Referring expression pointing data
+---+

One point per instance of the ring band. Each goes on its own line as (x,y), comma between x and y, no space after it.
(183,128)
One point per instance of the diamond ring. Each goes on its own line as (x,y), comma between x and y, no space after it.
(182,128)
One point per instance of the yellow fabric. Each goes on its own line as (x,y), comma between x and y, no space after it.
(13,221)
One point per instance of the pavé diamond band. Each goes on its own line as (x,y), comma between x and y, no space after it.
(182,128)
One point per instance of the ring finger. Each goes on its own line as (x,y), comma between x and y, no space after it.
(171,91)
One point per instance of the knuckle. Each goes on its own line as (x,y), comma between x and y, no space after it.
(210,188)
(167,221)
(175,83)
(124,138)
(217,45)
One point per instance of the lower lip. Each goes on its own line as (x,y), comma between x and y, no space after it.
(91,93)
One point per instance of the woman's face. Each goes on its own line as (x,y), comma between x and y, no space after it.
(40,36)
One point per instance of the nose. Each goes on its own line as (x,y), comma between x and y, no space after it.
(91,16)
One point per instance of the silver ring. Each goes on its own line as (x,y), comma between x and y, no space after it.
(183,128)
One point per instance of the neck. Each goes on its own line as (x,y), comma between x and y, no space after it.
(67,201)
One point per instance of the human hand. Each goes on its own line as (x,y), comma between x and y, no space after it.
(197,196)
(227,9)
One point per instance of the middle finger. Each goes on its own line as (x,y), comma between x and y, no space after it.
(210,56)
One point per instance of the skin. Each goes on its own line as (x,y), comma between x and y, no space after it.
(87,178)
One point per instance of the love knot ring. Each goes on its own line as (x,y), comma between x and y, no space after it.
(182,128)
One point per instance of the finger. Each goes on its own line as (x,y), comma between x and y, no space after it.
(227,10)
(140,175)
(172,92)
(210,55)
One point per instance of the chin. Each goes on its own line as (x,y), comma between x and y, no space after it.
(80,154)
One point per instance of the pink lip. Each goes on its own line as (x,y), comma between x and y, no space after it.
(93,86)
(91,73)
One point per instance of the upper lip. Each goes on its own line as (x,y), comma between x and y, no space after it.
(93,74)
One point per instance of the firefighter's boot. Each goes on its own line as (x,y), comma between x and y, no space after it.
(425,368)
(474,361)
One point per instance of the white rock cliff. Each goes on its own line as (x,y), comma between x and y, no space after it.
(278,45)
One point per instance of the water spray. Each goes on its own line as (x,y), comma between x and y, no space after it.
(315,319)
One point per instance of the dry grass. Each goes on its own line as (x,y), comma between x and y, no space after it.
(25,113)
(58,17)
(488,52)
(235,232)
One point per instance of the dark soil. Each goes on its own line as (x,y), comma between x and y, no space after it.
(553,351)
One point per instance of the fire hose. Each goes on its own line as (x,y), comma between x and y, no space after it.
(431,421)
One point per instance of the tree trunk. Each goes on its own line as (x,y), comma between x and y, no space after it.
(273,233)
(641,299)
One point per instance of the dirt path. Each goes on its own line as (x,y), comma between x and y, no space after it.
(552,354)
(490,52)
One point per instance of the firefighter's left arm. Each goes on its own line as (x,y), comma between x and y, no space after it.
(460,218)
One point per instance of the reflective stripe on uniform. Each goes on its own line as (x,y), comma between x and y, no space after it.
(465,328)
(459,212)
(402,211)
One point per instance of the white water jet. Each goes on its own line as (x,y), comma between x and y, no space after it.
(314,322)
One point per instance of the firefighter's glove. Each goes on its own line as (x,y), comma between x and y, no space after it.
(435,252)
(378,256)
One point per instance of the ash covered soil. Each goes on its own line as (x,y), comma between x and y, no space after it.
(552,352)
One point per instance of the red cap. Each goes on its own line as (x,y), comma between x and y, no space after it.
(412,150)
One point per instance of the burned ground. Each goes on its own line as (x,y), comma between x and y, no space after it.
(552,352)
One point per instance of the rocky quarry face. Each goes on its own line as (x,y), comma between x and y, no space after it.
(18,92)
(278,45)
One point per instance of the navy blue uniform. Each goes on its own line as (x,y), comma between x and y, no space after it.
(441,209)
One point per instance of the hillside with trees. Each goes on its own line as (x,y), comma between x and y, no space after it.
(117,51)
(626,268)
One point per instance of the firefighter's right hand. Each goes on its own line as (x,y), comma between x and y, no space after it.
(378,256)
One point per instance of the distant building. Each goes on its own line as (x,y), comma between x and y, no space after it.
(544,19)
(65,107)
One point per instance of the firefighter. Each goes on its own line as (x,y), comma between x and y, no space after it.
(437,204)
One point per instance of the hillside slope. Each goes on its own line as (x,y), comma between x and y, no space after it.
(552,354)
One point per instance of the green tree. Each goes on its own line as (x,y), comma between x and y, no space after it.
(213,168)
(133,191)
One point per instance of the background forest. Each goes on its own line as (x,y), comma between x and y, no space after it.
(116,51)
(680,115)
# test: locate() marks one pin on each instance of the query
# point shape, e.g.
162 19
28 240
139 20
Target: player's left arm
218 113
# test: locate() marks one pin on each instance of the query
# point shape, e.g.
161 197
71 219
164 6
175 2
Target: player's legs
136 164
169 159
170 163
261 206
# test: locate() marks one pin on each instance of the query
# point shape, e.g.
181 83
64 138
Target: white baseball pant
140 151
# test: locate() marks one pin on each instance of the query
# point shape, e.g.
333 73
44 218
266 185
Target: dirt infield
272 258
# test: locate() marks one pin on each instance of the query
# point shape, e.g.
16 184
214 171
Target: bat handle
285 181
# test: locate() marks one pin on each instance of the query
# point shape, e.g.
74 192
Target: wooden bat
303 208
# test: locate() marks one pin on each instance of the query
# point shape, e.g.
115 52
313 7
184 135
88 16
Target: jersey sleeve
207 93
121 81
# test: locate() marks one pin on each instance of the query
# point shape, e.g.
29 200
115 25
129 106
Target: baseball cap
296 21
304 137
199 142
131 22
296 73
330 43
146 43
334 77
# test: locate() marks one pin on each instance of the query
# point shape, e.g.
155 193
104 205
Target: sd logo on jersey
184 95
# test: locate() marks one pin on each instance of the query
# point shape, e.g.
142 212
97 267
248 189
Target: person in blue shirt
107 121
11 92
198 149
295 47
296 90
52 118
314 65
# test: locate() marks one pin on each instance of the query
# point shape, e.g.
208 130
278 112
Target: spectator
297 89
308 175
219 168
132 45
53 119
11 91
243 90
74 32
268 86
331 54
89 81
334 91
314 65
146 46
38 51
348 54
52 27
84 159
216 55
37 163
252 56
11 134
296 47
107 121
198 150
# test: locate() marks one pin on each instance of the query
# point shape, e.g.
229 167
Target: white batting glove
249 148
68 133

+---+

* [WORK INSTRUCTIONS]
Once more, write out the records in full, exactly as they appear.

* [ANSWER SECTION]
One point per instance of the ring band. Each goes on its own line as (x,y), comma between x and y, no space after it.
(183,128)
One point per instance of the diamond ring. Each goes on its own line as (x,y), comma between x and y, no space after it.
(182,128)
One point per instance of the yellow fabric. Each goes on its own line as (x,y), comma between x and y, no space after it.
(13,221)
One point per instance of the pavé diamond band. Each goes on its own line as (x,y), comma between x and y, no space after it.
(182,128)
One point per instance of the ring finger. Each goes on its own line as (x,y), comma between x and y, no space after it.
(171,91)
One point per instance of the knuckle. Each goes on its own line as (x,y), comma between x and y, no space after it.
(210,188)
(167,221)
(175,83)
(124,138)
(217,45)
One point per instance of the lower lip. Each goes on its own line as (x,y), comma between x and y, no space after it.
(91,93)
One point per instance of the woman's face. Each goes on its own line as (x,y), comma between x and y, no space after it.
(40,36)
One point per instance of the nose. Each goes on its own line as (x,y), comma between x and y, no space after it.
(91,16)
One point per instance of the silver ring. Each goes on its own line as (x,y), comma between x and y, no space after it.
(183,128)
One point per instance of the neck. Each goes on its own line as (x,y), comma between x and y, no space after it.
(67,201)
One point per instance of the human hand. Each goes on its own line as (x,y), comma between x and y, no space after it.
(197,196)
(227,9)
One point per instance of the middle finger. Each goes on its own line as (x,y), comma between x and y, no space after it.
(210,56)
One point per instance of the skin. Each goes on its own line as (x,y), comma between x and y, no space after it.
(87,178)
One point per instance of the love knot ring. Each goes on its own line as (x,y), comma between x and y, no space after it.
(182,128)
One point per instance of the finger. Each goes on its own line as (x,y), comma between x and y, no space after it.
(227,10)
(140,175)
(172,92)
(210,55)
One point per instance of the chin. Each goes on its own line as (x,y), comma between x and y, no space after it.
(80,154)
One point per instance of the pink lip. Each goes on its own line as (x,y), comma between x and y, no space after it.
(93,86)
(91,73)
One point per instance of the upper lip. Each goes on its own line as (x,y), comma between x and y, no space after it.
(93,74)
One point per instance of the firefighter's boot. Each goes on its own line as (x,y), comma between x and y, no space after it.
(425,368)
(474,361)
One point per instance of the white rock cliff. Each goes on its own line as (x,y), comma between x and y, no space after it.
(278,45)
One point per instance of the water spray. Each goes on its own line as (x,y), comma between x and y, no space after it.
(315,319)
One point per instance of the dry grass. Each goes on its own line as (x,y), comma between x and y, no space after it.
(25,113)
(58,17)
(488,52)
(235,232)
One point per instance of the dark soil. Each goes on its own line as (x,y), comma between x and y, no space after it.
(553,351)
One point per instance of the fire hose. Each goes on its own line as (x,y), comma between x and y, no space after it.
(431,421)
One point per instance of the tree trunk. Each goes on its own line as (x,y), comma between x and y, no space after it.
(273,233)
(641,299)
One point per instance of the dirt path. Each goes on its own line as (x,y), comma between x and y, no space after it.
(552,354)
(490,52)
One point per instance of the firefighter's left arm. Each goes on its own line as (x,y), comma between x and y, no space after it.
(460,218)
One point per instance of the reflective stripe on uniform. Each goes on its own line as (x,y), comma between x and y, no space after it.
(465,328)
(459,212)
(402,211)
One point per instance of the white water jet. Each goes on its own line as (x,y), comma between x and y, no space after it.
(314,322)
One point per instance of the firefighter's glove. Each goes on its own line as (x,y), comma between x and y, no space after it.
(435,252)
(378,256)
One point per instance of the ash covered soil. Each goes on its own line as (x,y), comma between x and y, no space after it.
(552,352)
One point per instance of the red cap. Each goes on its own line as (x,y), comma between x and y, no space after it.
(412,150)
One point per instance of the burned ground. Each goes on its own line as (x,y), comma between x and y, no space after it.
(552,352)
One point per instance of the rocky quarry face. Each goes on its own line as (x,y), comma between x and y, no space after it.
(18,92)
(278,45)
One point per instance of the navy blue uniform. Each goes on its own line as (x,y), comma between x and y, no space after it.
(441,209)
One point per instance of the hillside with trees. Each goes on its own line as (x,y), comma between x and y, no space after it.
(117,51)
(626,268)
One point per instance of the firefighter's right hand. Each goes on its own line as (x,y), comma between x and y, no space after it.
(378,256)
One point per instance of the distant building. Each goes on its own line as (x,y), comma between x and y, no space after it.
(544,19)
(65,107)
One point per instance of the firefighter. Each goes on its own line as (x,y), comma between x and y, no space after it.
(437,204)
One point per instance of the hillside slope. Each goes on its own line as (x,y), comma between x and y, no space after it.
(552,354)
One point per instance of the green tree. Each goes on its own line as (x,y), comma between x and y, no space after it.
(213,168)
(133,191)
One point per instance of the background forest. Each goes on its own line as (x,y), comma between x and y, no space after it.
(116,51)
(680,115)
# test: locate() marks one pin on each instance of the query
# point shape, e.g.
162 19
28 240
139 20
Target: player's left arm
218 113
# test: locate() marks one pin on each instance of the query
# point shape, e.g.
161 197
71 219
164 6
175 2
Target: player's legs
136 164
169 159
170 163
261 206
# test: locate() marks one pin on each instance of the query
# point shape, e.g.
181 83
64 138
Target: white baseball pant
140 151
# test: locate() marks one pin on each instance of the query
# point shape, e.g.
333 73
44 218
266 185
Target: dirt infield
272 258
# test: locate() marks one pin on each instance of the query
# point shape, e.g.
16 184
214 171
Target: bat handle
285 181
# test: locate() marks one pin on each instance of the query
# point shape, e.g.
74 192
Target: wooden bat
303 208
# test: locate() marks one pin on each instance of the query
# point shape, e.g.
115 52
313 7
184 135
88 16
Target: jersey sleeve
207 93
121 81
# test: locate() marks one pin on each instance of the query
# point shape, e.g.
29 200
115 25
129 106
Target: baseball cap
296 21
304 137
199 142
131 22
296 73
330 43
146 43
334 77
# test: locate() marks one pin on each instance of the query
# point shape, e.g.
155 193
104 205
Target: sd logo on jersey
184 95
# test: locate() marks one pin on each instance of the query
# point shape, e.g.
142 212
97 267
248 189
Target: person in blue shirt
107 121
11 92
198 149
295 47
296 90
52 118
314 65
# test: locate() marks one pin on each instance of the query
# point shape, e.g.
208 130
278 112
Target: spectator
297 89
308 175
219 168
132 45
53 119
11 91
243 90
74 32
268 86
331 54
89 81
334 91
314 65
146 46
38 51
348 54
52 27
84 159
216 55
37 163
252 56
11 134
296 47
107 121
198 150
# test: locate() marks one pin on each instance of the query
# point shape, e.g.
229 167
Target: white batting glove
249 148
68 133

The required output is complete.